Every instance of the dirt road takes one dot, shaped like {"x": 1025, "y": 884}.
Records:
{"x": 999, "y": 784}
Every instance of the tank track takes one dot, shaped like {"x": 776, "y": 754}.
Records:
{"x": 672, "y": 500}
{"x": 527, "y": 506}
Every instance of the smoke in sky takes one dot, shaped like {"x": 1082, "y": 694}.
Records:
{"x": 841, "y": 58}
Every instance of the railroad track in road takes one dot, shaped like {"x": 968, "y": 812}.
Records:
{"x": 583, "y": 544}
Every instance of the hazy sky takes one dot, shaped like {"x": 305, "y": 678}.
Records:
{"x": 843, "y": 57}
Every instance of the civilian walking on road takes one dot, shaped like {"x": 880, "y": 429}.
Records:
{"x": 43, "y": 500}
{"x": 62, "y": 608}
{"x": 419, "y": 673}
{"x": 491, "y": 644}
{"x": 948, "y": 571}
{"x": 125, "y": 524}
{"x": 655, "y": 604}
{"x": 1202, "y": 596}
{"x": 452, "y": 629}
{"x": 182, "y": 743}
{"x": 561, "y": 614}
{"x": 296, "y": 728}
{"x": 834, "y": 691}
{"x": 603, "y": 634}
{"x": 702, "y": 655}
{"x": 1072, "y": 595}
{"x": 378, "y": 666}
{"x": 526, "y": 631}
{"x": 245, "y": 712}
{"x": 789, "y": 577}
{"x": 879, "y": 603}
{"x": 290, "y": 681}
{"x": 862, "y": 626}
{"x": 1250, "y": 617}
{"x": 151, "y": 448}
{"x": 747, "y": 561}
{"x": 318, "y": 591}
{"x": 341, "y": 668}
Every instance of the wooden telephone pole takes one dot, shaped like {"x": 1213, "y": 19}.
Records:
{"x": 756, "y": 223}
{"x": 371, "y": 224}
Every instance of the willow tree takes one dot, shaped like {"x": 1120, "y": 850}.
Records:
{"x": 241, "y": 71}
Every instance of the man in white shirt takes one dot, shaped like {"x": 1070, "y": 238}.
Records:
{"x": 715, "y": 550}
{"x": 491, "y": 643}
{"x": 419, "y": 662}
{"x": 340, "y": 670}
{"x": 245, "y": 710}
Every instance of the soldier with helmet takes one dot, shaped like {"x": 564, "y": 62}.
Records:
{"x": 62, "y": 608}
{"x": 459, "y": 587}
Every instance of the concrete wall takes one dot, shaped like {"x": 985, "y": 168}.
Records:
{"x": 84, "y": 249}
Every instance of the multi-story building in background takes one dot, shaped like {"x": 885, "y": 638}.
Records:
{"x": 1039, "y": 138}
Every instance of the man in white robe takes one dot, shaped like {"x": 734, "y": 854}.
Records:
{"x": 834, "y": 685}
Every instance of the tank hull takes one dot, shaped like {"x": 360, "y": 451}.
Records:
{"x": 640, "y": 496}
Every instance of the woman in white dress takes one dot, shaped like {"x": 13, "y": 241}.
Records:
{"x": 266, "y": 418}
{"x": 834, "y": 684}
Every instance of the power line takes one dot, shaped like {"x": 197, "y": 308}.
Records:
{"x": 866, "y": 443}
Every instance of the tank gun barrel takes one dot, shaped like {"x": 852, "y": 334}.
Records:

PROMPT - Every line with "tank" in it should be copied from the entries.

EXPECTED ANSWER -
Every instance of the tank track takes one dot, shaped like {"x": 776, "y": 754}.
Every instance of the tank hull takes one dot, shaped like {"x": 360, "y": 451}.
Every instance of the tank gun barrel takes one dot, shaped like {"x": 852, "y": 334}.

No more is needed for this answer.